The required output is the exact sequence of lines from the line holding "For the dataset, tag each instance of the black" to the end of the records, inclusive.

:: STORED RECORDS ::

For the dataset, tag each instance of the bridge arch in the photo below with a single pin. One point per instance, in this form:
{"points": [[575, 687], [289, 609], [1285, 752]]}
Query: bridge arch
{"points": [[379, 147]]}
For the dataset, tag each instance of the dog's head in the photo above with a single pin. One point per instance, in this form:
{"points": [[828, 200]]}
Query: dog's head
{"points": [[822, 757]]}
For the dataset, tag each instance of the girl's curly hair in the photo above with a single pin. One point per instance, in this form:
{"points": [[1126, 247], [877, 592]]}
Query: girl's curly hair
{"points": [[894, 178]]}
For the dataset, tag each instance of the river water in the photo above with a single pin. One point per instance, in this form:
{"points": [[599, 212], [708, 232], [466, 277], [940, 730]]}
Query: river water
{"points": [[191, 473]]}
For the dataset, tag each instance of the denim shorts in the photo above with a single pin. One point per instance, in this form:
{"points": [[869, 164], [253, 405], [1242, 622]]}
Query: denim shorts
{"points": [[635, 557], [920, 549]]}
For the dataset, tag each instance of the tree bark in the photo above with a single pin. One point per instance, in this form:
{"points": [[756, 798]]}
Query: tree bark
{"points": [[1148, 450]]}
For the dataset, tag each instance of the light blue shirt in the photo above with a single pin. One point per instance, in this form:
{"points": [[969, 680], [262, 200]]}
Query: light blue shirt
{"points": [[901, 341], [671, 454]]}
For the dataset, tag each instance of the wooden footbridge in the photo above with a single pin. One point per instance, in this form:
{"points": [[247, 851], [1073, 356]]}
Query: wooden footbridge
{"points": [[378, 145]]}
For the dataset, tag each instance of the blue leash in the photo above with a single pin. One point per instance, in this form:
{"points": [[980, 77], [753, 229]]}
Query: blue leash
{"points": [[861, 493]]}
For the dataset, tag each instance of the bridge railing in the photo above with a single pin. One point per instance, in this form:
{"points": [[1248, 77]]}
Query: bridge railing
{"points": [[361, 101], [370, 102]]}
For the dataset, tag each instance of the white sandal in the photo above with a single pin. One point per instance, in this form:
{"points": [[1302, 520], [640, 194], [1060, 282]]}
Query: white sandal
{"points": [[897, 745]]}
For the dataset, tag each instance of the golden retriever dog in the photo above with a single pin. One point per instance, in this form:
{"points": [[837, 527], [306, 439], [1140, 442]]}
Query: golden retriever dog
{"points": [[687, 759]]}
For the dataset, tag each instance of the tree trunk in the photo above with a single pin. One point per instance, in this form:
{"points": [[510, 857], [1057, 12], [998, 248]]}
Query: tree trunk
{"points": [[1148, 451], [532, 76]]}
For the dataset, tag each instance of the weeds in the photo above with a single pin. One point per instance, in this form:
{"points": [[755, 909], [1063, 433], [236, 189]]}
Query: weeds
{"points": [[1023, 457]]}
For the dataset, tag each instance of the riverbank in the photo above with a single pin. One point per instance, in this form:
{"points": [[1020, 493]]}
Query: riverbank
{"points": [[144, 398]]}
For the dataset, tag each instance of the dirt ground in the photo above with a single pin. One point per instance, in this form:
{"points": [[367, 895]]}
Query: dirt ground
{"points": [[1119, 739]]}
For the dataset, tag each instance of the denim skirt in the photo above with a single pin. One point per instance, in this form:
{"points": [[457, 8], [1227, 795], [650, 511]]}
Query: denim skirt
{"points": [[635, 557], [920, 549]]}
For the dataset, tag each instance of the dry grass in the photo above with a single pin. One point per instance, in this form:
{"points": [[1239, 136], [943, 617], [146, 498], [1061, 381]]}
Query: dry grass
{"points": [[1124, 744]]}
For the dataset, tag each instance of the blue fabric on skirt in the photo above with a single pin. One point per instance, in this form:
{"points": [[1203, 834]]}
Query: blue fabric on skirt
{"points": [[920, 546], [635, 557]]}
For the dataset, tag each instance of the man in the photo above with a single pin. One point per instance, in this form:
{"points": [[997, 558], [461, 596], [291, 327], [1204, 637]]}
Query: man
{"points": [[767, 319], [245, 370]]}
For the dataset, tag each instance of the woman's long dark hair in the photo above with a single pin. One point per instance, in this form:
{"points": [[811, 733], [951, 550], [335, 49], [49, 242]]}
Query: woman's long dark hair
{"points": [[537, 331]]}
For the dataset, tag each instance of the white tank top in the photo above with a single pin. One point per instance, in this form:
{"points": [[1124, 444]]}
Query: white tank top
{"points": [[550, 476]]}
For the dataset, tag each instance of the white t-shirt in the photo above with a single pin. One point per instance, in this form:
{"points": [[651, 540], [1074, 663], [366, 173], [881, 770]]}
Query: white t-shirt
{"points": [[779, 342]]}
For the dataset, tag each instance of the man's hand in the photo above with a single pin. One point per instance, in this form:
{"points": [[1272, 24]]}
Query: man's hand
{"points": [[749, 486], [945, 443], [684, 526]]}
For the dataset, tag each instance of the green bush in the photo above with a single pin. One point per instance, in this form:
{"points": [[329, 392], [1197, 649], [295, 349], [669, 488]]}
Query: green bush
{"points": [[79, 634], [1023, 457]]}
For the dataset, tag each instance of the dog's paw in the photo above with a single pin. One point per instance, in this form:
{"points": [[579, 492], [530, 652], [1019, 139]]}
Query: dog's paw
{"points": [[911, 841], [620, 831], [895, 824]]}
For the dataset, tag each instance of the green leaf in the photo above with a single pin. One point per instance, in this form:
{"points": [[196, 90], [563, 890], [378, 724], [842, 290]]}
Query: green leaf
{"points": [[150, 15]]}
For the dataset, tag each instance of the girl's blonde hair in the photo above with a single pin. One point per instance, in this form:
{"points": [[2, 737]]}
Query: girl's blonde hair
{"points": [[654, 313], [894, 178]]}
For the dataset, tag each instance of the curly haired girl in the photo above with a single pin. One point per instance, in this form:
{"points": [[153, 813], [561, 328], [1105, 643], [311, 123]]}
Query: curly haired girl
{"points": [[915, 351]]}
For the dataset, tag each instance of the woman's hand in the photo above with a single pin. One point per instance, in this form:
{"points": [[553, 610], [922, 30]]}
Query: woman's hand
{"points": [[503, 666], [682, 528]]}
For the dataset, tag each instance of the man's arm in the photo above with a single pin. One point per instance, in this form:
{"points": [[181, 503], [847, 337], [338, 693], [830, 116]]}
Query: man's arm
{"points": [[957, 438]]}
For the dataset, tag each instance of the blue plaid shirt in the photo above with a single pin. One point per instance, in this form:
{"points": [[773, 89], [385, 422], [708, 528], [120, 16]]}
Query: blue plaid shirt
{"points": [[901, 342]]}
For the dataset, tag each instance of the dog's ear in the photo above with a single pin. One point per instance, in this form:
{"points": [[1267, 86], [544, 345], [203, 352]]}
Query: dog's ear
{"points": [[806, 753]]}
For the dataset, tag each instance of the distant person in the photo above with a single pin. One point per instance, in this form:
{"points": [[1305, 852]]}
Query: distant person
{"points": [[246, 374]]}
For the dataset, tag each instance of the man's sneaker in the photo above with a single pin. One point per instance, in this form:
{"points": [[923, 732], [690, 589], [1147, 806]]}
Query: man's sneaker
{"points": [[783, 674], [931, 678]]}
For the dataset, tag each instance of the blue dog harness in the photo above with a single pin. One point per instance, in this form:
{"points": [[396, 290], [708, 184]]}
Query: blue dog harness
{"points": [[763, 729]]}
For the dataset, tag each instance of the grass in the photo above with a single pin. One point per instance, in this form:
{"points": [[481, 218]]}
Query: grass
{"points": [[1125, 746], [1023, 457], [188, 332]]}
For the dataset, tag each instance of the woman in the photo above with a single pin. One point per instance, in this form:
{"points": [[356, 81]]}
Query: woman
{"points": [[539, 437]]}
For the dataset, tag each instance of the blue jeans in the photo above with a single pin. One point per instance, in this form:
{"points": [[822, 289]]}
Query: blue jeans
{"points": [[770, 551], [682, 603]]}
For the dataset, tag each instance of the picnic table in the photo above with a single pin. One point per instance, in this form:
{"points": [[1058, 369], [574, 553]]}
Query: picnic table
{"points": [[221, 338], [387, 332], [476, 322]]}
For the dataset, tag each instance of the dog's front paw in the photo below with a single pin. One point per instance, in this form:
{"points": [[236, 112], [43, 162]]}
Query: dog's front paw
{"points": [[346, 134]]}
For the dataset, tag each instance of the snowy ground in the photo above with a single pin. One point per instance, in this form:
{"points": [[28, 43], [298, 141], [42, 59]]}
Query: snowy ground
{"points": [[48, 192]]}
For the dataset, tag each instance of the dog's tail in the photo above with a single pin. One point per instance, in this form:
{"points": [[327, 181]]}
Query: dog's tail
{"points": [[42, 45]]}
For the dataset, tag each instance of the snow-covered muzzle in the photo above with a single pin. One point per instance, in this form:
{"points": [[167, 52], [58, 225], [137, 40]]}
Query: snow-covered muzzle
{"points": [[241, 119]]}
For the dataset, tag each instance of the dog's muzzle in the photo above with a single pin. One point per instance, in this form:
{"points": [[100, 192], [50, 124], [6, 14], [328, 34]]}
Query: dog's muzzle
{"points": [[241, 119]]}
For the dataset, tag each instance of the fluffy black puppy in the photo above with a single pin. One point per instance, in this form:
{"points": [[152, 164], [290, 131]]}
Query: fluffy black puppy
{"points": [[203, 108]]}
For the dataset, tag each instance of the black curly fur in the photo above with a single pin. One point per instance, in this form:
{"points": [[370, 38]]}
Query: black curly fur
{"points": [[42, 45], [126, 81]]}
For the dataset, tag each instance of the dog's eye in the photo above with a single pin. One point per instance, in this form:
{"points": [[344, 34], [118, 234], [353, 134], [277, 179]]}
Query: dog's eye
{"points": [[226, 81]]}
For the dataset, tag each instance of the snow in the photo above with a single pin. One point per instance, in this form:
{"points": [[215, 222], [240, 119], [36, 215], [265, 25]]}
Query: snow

:::

SOLUTION TO THIS TASK:
For the dataset, tag each instance of the black curly fur in the photo above with a single pin. One point per instance, in this form:
{"points": [[370, 38]]}
Query: black curly fur
{"points": [[42, 45], [126, 81]]}
For the dataset, tag each instance of the dog's eye in the photo above with a single pin. One point per instance, in this form:
{"points": [[344, 34], [118, 234], [353, 134], [277, 179]]}
Query: dog's eye
{"points": [[226, 81]]}
For the dataset, tag each instance of the snow in the photo above with a single pin. One point per instance, in this form:
{"points": [[215, 222], [240, 119], [36, 215], [265, 25]]}
Query: snow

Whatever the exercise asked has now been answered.